_TO DO_
Could you work out how many lines of the material below hold "pixels"? Only the number is needed.

━━━ DATA EXCERPTS

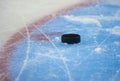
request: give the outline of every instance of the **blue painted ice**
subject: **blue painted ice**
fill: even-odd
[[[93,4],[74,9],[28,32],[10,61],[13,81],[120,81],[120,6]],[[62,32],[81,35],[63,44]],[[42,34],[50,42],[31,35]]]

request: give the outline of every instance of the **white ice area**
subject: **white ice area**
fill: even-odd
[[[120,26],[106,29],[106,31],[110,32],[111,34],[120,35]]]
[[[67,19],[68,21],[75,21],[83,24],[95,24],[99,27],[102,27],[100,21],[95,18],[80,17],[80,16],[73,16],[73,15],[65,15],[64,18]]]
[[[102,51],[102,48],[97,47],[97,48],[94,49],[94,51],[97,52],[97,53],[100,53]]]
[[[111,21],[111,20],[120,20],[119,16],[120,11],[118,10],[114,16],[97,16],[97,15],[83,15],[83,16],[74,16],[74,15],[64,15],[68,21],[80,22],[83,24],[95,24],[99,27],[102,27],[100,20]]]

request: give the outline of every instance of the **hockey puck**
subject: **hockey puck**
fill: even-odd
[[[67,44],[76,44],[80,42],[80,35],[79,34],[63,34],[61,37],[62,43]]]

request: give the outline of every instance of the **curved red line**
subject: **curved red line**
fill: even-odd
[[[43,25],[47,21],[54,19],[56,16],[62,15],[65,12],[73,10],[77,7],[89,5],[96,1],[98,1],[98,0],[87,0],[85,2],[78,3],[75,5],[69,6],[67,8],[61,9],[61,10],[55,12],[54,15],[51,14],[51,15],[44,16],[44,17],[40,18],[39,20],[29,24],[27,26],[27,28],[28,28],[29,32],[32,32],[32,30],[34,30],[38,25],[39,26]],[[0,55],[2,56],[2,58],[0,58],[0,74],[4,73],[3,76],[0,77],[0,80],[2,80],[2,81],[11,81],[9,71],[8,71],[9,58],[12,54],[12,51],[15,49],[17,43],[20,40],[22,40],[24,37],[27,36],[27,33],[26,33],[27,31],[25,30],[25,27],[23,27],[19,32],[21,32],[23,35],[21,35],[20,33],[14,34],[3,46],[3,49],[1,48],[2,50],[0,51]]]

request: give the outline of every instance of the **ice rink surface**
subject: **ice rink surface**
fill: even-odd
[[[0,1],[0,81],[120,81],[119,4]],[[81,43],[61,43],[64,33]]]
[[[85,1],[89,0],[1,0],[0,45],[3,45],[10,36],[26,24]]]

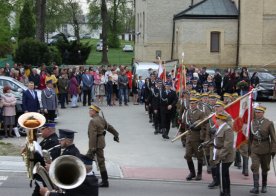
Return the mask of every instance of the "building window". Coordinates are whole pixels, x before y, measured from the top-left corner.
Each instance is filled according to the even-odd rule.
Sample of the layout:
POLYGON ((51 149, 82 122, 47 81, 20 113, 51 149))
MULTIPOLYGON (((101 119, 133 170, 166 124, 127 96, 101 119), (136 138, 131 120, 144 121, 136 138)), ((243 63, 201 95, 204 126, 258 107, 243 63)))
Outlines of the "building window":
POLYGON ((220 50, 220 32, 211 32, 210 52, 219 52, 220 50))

━━━━━━
━━━ DATA EXCERPTS

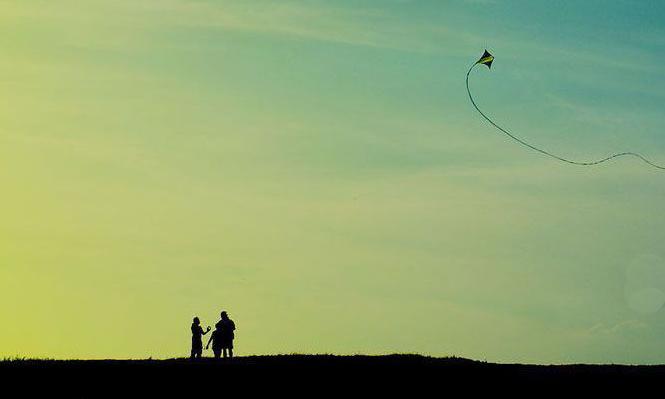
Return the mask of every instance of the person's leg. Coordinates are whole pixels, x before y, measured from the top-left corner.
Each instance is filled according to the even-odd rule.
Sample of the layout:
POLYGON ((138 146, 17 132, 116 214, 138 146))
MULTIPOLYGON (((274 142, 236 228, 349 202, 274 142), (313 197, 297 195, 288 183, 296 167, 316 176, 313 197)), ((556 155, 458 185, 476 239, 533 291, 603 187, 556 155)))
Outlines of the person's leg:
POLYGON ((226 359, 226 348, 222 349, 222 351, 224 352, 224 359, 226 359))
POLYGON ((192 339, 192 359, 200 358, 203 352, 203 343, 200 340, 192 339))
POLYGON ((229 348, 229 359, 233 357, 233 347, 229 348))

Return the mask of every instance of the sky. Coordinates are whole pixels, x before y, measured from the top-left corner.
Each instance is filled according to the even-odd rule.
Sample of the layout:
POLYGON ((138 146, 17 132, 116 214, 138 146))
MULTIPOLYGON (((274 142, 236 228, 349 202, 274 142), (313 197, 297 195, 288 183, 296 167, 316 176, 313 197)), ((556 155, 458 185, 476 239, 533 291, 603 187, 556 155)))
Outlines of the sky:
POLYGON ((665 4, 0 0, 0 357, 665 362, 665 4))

━━━━━━

_EXERCISE RESPONSE_
3